** Opening Extracted text block **

It’s exactly 02:30 am, February 19, 2012, Sunday. And I’m still here at the workplace since yesterday afternoon… working. I don’t work much on weekends anymore since 2012 has started but I was asked to do so on Friday to work on weekends since we’re meeting a deadline. I’ve been going home on the wee hours of the morning and I go back to work before 8 in the morning on weekdays. This is how my working life is. My family is very much surprised… Well, me too.
I was so decided to quit after a month since I’ve started. But it all subsided eventually. I hate the idea of quitting. I learned to appreciate the little things in life and I’ve learned not to complain to much. I have also taught my body not to ask for too much sleep. 3 hours will be enough, 6 hours is such a blessing. I’ve learned to be happy even in simple things. I’ve learned to smile even with all the pressures.
There are days I feel like they shouldn’t have hired a fresh graduate like me. Their expectation are too much… way beyond of what I’m capable/knowledgeable of. But I have believed He placed me here for a reason. I just have to believe in myself to. And sometimes I just have to pretend that I know it or I am capable of doing it. Then there are time that I surprise myself that I’m not pretending anymore, that I can actually do it.

** Closing Extracted text block **
** Opening Record extracts block **

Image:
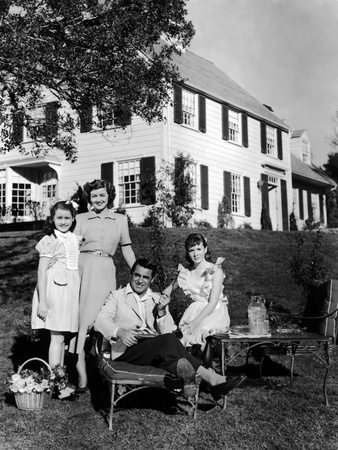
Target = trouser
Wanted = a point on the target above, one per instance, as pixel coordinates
(160, 351)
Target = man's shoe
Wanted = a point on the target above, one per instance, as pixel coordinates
(221, 389)
(187, 373)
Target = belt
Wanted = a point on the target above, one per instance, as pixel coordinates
(97, 253)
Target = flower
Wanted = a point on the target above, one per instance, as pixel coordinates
(44, 381)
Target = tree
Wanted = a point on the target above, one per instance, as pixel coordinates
(104, 54)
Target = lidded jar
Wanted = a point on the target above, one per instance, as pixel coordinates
(257, 315)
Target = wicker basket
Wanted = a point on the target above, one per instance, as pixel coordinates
(32, 400)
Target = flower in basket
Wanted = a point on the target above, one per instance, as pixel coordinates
(28, 381)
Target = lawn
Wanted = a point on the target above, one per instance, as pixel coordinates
(272, 416)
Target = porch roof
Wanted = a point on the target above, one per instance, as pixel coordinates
(205, 77)
(310, 173)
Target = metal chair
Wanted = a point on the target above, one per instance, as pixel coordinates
(124, 378)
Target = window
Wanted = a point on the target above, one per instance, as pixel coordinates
(305, 152)
(21, 193)
(49, 185)
(129, 175)
(234, 126)
(270, 141)
(236, 193)
(295, 207)
(315, 206)
(189, 109)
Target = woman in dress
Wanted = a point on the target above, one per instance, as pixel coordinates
(56, 297)
(203, 282)
(101, 231)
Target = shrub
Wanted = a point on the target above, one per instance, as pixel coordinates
(308, 266)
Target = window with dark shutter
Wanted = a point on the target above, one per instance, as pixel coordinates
(321, 207)
(263, 137)
(147, 181)
(18, 127)
(279, 144)
(225, 123)
(265, 191)
(178, 104)
(285, 215)
(309, 205)
(301, 205)
(51, 116)
(247, 197)
(245, 136)
(204, 187)
(107, 172)
(202, 114)
(86, 119)
(227, 185)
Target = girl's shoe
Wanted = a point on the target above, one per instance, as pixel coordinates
(222, 389)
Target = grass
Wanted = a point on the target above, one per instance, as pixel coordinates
(258, 417)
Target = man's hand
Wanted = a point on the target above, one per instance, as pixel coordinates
(42, 311)
(128, 336)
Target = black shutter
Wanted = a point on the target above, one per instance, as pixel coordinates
(122, 118)
(247, 197)
(86, 119)
(148, 181)
(178, 104)
(321, 207)
(279, 144)
(51, 115)
(285, 216)
(18, 127)
(309, 205)
(225, 123)
(245, 136)
(227, 185)
(265, 192)
(301, 205)
(204, 187)
(263, 137)
(107, 172)
(202, 114)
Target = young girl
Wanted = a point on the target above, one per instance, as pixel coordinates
(203, 282)
(56, 297)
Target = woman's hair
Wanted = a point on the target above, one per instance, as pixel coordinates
(98, 184)
(66, 206)
(192, 240)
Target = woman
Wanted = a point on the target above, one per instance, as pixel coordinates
(101, 231)
(203, 282)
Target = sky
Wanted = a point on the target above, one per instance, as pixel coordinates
(283, 52)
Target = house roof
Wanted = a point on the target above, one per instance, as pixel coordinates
(310, 172)
(204, 76)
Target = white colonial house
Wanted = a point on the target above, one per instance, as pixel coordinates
(310, 183)
(241, 149)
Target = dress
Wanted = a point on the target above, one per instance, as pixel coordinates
(63, 284)
(99, 232)
(198, 284)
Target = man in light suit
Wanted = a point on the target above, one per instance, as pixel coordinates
(135, 311)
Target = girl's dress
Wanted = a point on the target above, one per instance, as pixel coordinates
(198, 284)
(101, 233)
(63, 283)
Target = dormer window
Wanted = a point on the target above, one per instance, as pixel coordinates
(305, 151)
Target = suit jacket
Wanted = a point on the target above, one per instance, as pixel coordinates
(121, 311)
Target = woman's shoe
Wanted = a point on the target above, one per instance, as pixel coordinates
(222, 389)
(80, 390)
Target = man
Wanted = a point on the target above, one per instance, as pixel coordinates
(137, 310)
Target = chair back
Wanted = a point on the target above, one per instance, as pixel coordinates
(320, 314)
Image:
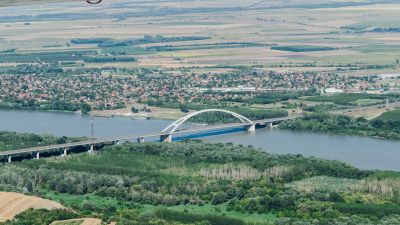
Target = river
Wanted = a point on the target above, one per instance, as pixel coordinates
(362, 152)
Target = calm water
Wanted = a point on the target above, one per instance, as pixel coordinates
(366, 153)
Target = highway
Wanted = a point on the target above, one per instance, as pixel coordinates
(138, 138)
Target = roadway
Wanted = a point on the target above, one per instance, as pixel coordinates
(138, 138)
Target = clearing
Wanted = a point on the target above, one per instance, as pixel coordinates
(12, 204)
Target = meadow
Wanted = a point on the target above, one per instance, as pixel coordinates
(196, 183)
(393, 115)
(249, 33)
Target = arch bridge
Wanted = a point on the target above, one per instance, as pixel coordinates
(165, 135)
(173, 127)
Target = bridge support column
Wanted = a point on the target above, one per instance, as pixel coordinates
(251, 128)
(65, 152)
(166, 138)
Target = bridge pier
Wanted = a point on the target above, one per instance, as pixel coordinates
(251, 128)
(91, 149)
(166, 138)
(65, 152)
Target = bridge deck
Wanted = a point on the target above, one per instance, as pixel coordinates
(133, 137)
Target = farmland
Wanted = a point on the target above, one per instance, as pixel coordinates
(323, 36)
(393, 115)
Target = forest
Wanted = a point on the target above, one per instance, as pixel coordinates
(192, 182)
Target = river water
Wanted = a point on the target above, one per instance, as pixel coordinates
(362, 152)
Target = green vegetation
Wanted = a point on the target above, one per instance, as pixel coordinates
(302, 48)
(41, 216)
(393, 115)
(197, 183)
(341, 124)
(351, 99)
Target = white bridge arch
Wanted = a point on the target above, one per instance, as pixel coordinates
(175, 125)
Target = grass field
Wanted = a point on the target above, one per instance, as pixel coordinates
(327, 26)
(348, 99)
(391, 115)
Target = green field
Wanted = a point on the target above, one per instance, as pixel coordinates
(349, 99)
(393, 115)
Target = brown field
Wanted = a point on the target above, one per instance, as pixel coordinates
(85, 221)
(12, 204)
(252, 21)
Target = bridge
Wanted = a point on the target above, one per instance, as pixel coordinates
(165, 135)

** Closing Record extracts block **

What to work on
Continue the post about working overnight at a first job, starting right after its final sentence.

Answer to this exercise
Patience. I have never thought I am this patient especially in dealing with other people. This is another surprising thing. This workplace set-up is very different. The people are very different. I just used to compete with myself, but suddenly why do I get the feeling that it’s with other people now? I don’t want it to be. But life… It’s survival of the fittest. You always have to prove that you’re better. Not just with what you’re capable of doing. It’s now that you’re better than the other. I hate it. Big time.
I am so backlogged. There are so many things I want to blog about, so many books I want to read, so many people I want to hangout with, so many places I want to go to… I just always wonder when…
The working arena. It is now my life.
But it won’t be for long. I will remove the “ee” and replace it with “or” in the future. It will happen. And my time won’t be controlled by others anymore.